■ Job A: According to the DSC announcement below, how many rows does the training data file contain?

Exciting Breakthrough in Data Science!

Panna Lal Patodia
6 min readJan 10, 2024

--

Breakthrogh in Data Science

Ever wondered if you could build a powerful classification model with a staggering 99.3% accuracy in just 10 lines of code? 🤯 Well, it’s not only possible but a reality now! We are not referring to low code but an entirely new language.

Case Study Unveiling: Dive into our latest case study where we accomplished the seemingly unbelievable task. Witness firsthand how our groundbreaking language, DSC, has revolutionized the landscape of data science and machine learning.

We are excited to introduce a new language DSC, a groundbreaking language designed to enhance the productivity of data scientists and ML engineers by 5 to 6 times. DSC, a novel SQL-like language, caters to data analytics, graph generation, report generation, and both supervised and unsupervised machine learning.

APS Failure at Scania Trucks

Introduction

The dataset is divided into two parts: training and test data. The training data is stored in “aps_failure_training_set.csv,” containing 60,000 rows and 171 columns, many of which have missing values. The test data is stored in “aps_failure_test_set.csv,” consisting of 16,000 rows and 171 columns, and it also contains numerous columns with missing values. Except two columns class and aa_000, all columns have missing values.

■ Job B: Extract every line of the records below that contains the string "panel", and treat uppercase and lowercase as different.

■ Dataset excerpts:
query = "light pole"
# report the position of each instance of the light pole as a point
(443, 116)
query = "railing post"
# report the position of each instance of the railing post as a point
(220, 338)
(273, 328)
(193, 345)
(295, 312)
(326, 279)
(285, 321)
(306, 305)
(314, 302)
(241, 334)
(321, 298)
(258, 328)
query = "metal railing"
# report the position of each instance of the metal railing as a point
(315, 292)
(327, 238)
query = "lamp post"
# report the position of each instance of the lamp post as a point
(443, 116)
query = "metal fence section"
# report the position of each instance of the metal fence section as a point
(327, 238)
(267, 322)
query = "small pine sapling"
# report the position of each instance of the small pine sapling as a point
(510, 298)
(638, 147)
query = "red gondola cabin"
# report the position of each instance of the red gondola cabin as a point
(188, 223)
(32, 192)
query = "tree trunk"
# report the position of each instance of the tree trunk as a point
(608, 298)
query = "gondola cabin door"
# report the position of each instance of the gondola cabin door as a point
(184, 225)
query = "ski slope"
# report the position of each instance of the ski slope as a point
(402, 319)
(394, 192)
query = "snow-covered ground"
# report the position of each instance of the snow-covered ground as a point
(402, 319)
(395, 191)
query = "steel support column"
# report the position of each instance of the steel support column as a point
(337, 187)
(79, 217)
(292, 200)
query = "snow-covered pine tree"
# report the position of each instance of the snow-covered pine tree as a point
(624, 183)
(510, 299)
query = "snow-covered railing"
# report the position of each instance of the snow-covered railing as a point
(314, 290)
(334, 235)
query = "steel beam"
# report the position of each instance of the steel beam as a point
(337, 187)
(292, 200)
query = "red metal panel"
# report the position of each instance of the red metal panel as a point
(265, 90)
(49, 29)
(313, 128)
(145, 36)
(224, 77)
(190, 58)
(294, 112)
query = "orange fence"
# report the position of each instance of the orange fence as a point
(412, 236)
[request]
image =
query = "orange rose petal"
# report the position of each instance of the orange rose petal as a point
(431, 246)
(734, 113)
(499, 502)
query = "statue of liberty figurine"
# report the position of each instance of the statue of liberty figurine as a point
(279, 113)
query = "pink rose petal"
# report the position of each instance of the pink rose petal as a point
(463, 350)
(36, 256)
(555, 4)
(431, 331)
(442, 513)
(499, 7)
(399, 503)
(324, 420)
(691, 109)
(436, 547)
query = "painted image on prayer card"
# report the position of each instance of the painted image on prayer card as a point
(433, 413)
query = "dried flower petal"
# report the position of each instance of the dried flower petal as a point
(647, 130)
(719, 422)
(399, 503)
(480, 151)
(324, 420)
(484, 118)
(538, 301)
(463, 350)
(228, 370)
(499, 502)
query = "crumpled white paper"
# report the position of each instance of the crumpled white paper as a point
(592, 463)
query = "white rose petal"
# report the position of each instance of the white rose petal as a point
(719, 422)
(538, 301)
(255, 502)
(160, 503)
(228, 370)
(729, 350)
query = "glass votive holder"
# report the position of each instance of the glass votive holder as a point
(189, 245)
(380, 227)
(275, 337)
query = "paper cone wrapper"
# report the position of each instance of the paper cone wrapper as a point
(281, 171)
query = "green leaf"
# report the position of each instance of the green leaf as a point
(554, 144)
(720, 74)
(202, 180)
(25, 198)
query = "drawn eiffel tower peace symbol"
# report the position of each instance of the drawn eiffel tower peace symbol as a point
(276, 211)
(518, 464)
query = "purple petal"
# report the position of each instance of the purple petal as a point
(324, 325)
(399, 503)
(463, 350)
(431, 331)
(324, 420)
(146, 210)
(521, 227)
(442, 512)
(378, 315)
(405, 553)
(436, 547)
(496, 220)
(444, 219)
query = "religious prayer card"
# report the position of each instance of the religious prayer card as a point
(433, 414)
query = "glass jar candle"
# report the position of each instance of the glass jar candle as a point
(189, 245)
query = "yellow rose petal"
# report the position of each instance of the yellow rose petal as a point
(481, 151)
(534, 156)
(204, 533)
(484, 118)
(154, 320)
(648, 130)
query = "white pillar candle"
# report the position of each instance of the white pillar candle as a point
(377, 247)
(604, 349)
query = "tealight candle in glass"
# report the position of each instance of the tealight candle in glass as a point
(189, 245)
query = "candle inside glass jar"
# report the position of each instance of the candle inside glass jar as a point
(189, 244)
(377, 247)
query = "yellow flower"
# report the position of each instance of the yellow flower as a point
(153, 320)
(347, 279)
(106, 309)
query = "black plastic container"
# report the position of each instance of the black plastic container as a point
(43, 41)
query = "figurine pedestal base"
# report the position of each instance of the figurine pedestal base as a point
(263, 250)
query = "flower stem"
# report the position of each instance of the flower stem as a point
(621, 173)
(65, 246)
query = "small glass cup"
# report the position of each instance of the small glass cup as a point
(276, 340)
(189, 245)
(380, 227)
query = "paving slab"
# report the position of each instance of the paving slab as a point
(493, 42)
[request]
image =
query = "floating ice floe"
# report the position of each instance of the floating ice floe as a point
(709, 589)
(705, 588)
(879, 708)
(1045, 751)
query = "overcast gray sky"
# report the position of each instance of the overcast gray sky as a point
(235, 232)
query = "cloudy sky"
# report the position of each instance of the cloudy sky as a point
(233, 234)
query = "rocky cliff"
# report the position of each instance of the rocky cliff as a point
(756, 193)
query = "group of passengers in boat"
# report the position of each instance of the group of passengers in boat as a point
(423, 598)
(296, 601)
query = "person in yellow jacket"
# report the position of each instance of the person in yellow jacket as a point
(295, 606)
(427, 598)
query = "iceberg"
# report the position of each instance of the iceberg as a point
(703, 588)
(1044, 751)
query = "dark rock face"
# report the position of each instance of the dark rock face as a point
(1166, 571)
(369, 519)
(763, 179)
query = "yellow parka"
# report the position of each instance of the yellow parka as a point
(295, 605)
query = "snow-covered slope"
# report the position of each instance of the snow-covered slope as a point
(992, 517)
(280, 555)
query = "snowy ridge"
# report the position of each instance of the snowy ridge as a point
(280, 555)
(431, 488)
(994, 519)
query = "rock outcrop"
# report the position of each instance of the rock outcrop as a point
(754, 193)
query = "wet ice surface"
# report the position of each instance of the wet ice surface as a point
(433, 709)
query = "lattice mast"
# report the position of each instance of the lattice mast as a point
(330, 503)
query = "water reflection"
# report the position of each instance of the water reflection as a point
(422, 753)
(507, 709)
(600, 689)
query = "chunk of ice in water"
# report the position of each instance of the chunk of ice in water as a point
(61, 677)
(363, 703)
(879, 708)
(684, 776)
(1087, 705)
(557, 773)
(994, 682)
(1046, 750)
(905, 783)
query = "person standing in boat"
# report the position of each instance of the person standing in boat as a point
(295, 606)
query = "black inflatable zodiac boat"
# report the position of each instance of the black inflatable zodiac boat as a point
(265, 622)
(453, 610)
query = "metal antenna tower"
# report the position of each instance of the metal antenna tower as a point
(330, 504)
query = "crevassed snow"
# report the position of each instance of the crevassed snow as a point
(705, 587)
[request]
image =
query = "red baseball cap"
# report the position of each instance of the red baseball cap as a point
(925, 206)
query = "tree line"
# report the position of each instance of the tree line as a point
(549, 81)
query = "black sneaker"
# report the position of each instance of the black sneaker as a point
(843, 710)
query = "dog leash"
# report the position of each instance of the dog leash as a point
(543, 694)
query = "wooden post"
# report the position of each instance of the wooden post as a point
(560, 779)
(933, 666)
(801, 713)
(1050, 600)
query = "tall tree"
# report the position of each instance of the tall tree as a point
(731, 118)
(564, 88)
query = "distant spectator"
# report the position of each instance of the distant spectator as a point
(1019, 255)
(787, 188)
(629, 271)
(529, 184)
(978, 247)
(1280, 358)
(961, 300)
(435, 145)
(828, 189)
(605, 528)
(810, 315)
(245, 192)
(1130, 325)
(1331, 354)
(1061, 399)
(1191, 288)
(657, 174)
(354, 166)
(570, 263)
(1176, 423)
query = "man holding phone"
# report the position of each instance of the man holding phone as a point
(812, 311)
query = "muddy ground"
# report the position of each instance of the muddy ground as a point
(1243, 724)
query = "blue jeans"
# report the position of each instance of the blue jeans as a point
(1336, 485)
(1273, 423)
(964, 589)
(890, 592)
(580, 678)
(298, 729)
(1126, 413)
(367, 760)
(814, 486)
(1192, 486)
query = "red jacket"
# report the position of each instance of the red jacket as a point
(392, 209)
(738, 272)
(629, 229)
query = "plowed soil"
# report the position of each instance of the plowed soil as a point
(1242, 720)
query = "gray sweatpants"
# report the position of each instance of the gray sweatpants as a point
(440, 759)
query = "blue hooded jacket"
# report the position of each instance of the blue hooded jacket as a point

■ Exercise response A: 60,000 rows

■ Exercise response B:
query = "red metal panel"
# report the position of each instance of the red metal panel as a point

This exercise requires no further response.